CHALLENGE → Repeat every line of the records from the one containing "Target: red shirt in crowd" down through the end of the records, offsetting each coordinate in the answers by 37 and leaving all other text unchanged.
------
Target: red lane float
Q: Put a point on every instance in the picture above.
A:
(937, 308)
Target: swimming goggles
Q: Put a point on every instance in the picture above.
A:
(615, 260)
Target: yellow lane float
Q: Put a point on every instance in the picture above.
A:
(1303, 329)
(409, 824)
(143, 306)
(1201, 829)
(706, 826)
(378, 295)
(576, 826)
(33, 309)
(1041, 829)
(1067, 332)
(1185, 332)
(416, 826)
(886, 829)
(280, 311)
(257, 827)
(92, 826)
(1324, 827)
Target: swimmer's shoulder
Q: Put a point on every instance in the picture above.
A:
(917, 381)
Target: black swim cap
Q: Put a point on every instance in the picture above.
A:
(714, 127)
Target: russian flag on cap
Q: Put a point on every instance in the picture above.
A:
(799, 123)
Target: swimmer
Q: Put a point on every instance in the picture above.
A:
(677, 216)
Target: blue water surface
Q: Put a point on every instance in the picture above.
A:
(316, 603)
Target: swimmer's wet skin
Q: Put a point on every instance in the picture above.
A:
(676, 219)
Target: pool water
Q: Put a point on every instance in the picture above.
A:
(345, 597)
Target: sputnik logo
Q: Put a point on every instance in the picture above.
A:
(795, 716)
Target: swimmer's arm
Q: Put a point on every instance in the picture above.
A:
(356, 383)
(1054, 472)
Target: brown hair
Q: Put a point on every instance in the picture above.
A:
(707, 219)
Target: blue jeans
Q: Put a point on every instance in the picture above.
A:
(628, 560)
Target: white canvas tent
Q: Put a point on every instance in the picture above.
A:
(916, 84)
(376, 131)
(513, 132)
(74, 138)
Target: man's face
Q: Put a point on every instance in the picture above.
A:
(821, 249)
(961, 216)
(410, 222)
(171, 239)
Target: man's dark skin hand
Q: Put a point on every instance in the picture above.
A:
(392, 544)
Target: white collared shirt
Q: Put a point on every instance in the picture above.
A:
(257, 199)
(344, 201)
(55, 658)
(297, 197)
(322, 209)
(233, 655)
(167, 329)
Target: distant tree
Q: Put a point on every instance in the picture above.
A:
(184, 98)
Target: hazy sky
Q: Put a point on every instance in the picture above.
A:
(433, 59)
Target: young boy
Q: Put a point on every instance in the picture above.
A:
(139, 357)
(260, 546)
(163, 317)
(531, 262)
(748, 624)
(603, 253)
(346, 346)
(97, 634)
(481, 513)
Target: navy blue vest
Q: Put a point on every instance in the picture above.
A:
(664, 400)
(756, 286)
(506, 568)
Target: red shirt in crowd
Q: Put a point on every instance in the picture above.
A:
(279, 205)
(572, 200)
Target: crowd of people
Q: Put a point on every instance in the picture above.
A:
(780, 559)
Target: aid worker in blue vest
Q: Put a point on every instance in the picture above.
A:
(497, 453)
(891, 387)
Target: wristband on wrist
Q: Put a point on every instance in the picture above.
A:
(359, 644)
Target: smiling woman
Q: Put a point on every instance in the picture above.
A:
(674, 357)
------
ANSWER TO THIS EXERCISE →
Target: red shirt in crowd
Q: Put a point on every instance in the picture above.
A:
(316, 242)
(609, 237)
Target: crowd of people
Q: Put a point on every instance in the picture above.
A:
(817, 596)
Target: aid worker in blue vest
Q: Put a point on every instance in the picture above.
A:
(534, 490)
(928, 424)
Target: wristband on wrist
Q: Put a point on every instance in the picture above.
A:
(396, 681)
Target: smiling woman
Q: Put a point on every instance in the picture above.
A:
(711, 394)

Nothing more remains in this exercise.